Your objective »
For this listing, reproduce the line with "For each instance of the gts", the line with "For each instance of the blazer", and the lines between, exactly as they stand. Leave out pictures and all other lines.

BEGIN Data in this exercise

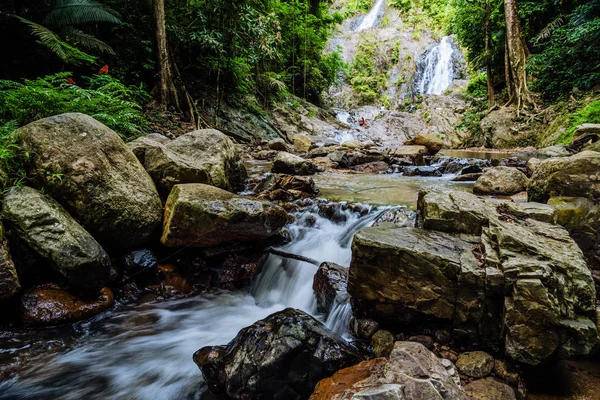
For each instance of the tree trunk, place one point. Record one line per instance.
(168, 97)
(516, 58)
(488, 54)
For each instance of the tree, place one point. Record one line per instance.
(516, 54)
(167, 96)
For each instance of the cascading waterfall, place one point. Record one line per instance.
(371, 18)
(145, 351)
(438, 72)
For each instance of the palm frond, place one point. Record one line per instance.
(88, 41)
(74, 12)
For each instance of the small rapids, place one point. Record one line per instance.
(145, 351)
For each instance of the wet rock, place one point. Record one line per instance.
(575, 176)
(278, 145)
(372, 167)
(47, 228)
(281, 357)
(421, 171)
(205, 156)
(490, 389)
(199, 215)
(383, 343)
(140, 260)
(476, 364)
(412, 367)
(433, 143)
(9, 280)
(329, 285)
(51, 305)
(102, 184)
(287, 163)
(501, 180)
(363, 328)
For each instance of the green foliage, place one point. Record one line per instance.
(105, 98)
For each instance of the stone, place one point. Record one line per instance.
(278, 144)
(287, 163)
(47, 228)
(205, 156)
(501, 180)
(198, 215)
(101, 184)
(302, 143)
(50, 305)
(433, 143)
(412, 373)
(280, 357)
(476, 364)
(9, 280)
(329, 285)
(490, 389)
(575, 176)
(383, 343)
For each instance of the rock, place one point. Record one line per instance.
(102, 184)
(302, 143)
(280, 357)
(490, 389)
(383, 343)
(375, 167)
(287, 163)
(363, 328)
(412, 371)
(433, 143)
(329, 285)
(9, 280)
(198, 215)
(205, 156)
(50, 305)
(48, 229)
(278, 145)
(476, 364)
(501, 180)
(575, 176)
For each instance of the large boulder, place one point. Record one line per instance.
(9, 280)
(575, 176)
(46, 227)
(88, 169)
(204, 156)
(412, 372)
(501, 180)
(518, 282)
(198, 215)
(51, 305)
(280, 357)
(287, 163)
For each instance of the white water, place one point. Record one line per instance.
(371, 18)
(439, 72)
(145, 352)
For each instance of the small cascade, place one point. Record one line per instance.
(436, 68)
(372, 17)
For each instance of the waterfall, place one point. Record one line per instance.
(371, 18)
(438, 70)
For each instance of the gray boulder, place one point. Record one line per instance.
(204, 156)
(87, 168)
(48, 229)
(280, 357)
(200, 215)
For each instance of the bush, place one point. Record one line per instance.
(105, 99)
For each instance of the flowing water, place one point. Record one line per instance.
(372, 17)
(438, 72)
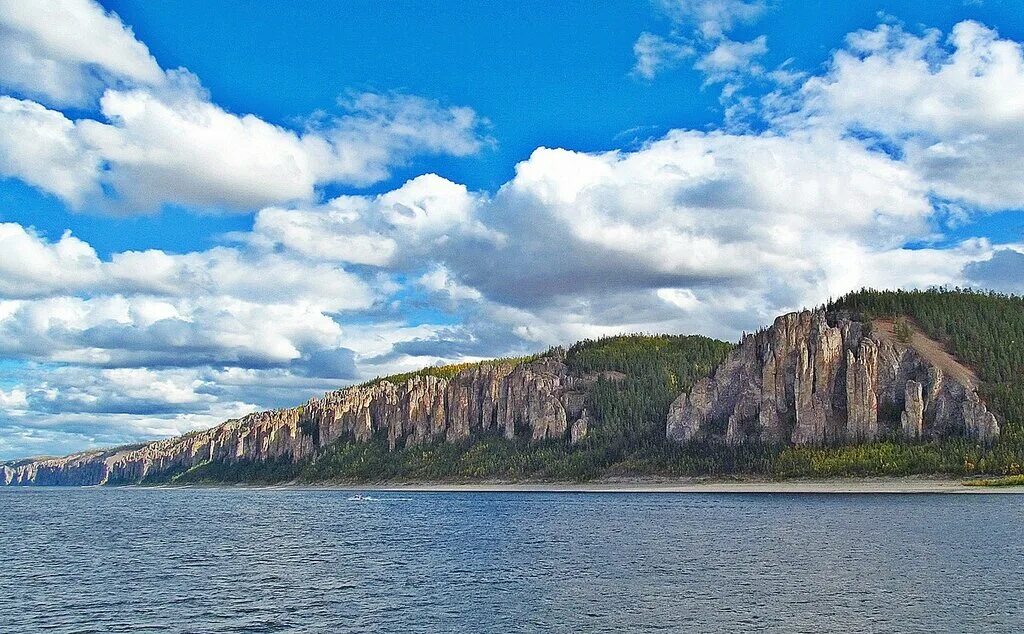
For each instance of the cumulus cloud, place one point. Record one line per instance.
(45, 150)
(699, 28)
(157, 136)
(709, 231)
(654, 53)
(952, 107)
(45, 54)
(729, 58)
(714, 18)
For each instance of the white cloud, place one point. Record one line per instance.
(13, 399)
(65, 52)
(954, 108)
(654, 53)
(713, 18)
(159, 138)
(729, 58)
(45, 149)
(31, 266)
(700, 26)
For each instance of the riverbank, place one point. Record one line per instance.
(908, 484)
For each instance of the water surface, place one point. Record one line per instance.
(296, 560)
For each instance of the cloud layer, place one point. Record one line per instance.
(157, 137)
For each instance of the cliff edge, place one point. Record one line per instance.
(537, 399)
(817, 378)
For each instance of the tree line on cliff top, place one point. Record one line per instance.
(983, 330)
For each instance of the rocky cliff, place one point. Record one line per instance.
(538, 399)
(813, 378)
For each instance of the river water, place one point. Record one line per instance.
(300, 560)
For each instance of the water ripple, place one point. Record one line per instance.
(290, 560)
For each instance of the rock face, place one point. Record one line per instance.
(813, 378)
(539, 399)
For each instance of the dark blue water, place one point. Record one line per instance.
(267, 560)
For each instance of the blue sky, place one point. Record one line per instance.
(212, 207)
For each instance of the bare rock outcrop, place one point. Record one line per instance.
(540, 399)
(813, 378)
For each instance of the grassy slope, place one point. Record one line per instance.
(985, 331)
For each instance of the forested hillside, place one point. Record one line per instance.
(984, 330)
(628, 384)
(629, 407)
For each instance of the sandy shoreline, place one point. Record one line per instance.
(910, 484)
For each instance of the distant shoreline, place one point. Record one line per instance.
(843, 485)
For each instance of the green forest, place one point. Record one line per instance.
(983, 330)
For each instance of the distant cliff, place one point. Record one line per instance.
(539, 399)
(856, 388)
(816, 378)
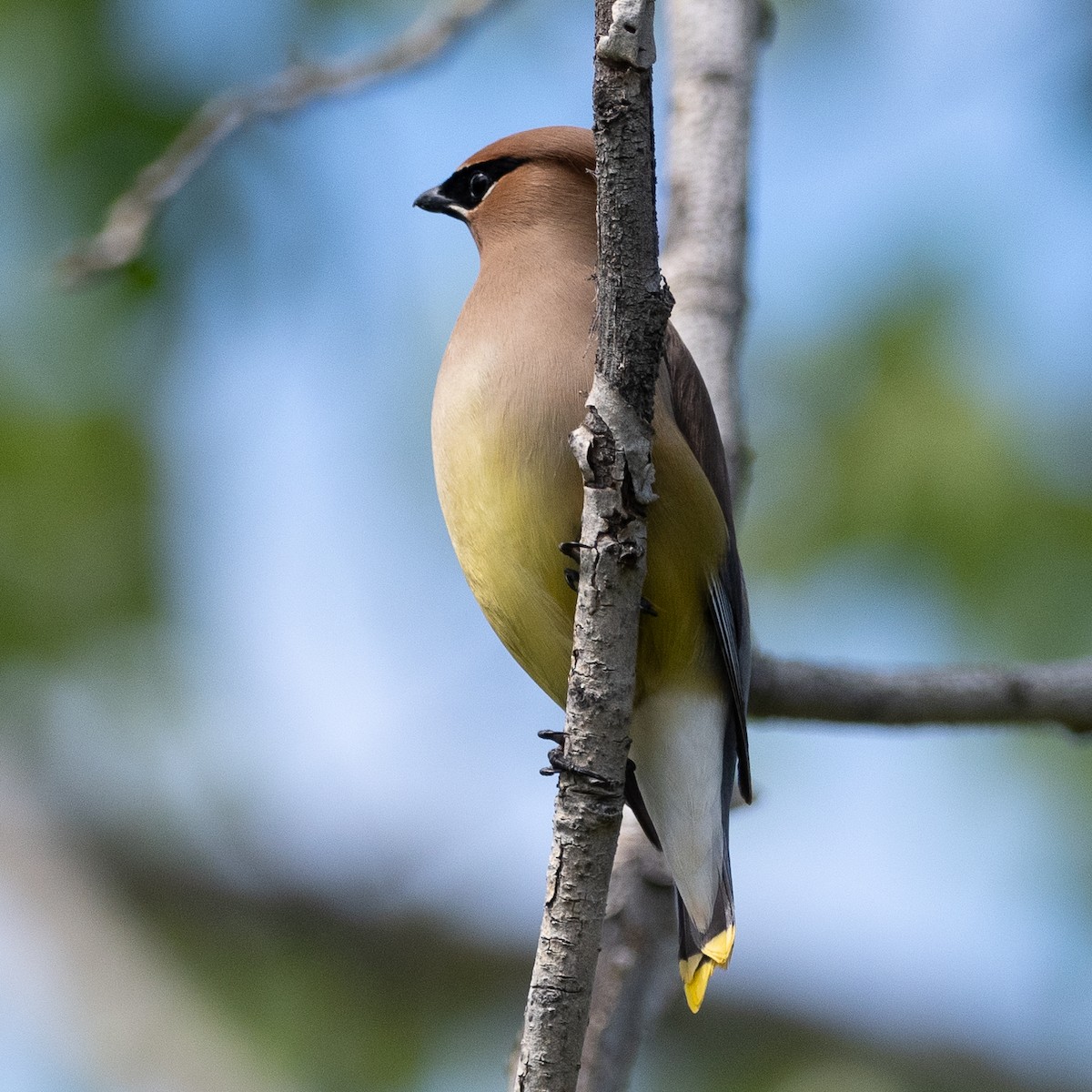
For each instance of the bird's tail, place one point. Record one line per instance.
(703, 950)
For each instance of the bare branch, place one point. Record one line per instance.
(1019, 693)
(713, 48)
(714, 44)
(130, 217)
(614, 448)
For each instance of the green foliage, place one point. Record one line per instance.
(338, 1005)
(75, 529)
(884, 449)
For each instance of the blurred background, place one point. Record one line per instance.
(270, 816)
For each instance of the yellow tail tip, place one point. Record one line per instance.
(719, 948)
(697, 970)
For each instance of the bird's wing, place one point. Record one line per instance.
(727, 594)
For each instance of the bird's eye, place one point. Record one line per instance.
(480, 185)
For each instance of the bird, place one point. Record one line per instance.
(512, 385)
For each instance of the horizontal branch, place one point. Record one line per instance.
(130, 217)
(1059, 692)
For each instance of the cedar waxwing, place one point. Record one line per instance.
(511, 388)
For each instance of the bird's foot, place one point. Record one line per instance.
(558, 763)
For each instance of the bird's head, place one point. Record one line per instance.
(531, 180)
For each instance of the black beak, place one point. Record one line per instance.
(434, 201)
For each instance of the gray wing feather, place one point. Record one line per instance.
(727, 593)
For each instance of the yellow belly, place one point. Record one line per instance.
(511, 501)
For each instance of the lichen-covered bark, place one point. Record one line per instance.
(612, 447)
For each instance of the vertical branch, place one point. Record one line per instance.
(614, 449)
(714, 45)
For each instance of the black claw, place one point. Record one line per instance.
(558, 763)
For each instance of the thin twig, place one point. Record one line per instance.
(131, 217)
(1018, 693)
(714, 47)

END Data in this exercise
BEGIN Data in this exercise

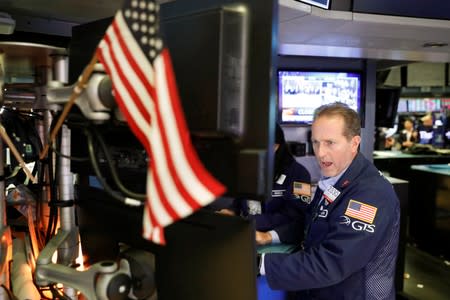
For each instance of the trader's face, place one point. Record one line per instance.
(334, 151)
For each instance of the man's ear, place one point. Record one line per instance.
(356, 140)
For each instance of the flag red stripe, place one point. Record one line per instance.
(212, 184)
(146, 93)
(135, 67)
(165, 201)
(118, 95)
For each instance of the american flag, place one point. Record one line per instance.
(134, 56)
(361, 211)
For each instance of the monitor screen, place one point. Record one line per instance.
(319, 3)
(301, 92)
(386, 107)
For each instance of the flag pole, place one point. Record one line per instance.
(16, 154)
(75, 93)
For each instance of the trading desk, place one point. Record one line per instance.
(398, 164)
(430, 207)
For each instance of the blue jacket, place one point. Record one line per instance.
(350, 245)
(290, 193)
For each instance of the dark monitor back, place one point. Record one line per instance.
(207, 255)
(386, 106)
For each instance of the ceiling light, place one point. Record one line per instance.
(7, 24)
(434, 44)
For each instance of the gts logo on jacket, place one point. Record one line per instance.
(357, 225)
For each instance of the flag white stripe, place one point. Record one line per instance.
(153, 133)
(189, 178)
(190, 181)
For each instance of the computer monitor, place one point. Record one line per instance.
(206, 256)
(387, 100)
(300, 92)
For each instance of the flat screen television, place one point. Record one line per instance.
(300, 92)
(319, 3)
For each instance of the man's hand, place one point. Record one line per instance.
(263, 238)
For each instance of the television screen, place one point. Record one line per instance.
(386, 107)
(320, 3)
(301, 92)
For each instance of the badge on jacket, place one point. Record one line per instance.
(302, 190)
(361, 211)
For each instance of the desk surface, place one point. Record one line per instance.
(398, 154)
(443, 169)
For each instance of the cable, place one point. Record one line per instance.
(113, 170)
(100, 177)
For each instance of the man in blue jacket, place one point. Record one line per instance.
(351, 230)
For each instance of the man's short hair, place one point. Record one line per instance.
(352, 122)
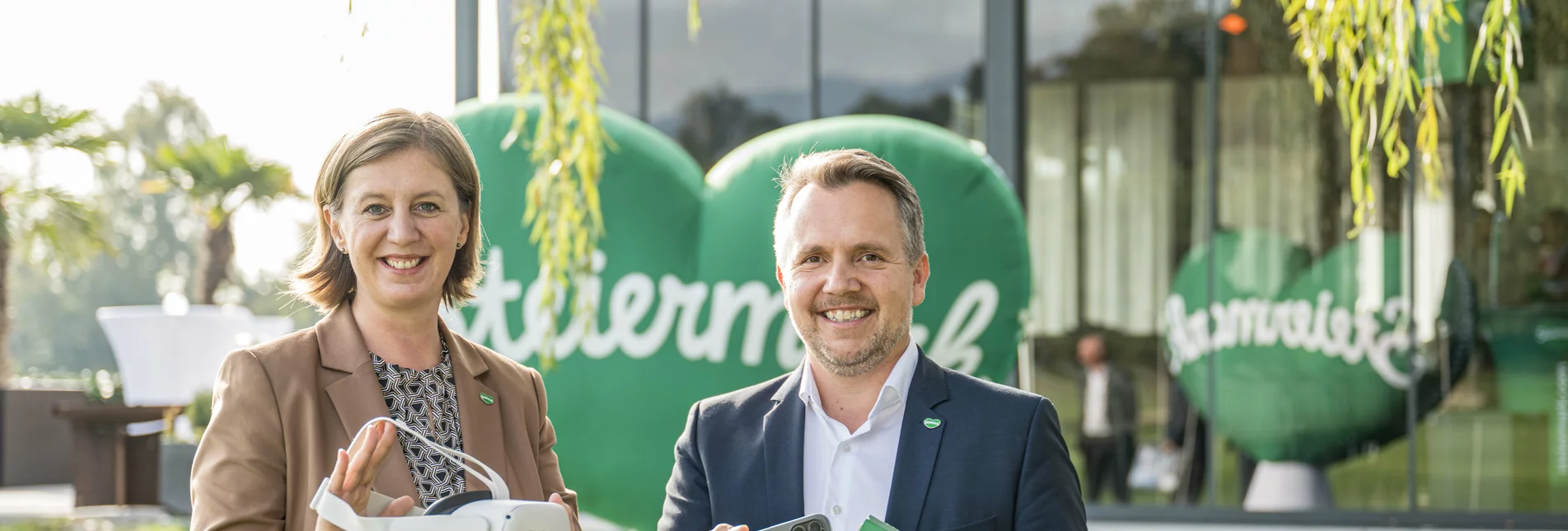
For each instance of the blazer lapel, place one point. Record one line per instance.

END Data in this exercise

Reply to the exercise »
For each instance of the gts logo on jacket, place one point. Record one line per instance.
(357, 225)
For each instance of the flag white stripe, place one point. Record one line per instance.
(153, 133)
(189, 178)
(190, 181)
For each instance of the computer monitor, place one point. Record one line per instance.
(206, 256)
(387, 100)
(300, 92)
For each instance of the flat screen television, place one point. Record one line per instance.
(300, 92)
(319, 3)
For each instance of the man's hand, place one point. Record one line per instance.
(263, 238)
For each instance of the television screen, place one point. Record one line per instance.
(386, 107)
(320, 3)
(301, 92)
For each instance of the badge on jacket, place one point. Record one line per instance.
(302, 190)
(361, 211)
For each instance of the desk surface, place one point. Record one line per instance.
(398, 154)
(443, 169)
For each instance of the cable, place one point. Record one line per instance.
(113, 170)
(100, 177)
For each instance of the man in blue jacket, place one point. Record one line per instance.
(351, 230)
For each instance of the man's short hair, place one point. Record one line per instance.
(352, 122)
For each instance of the blazer lapel, place one point. Record one line per instance.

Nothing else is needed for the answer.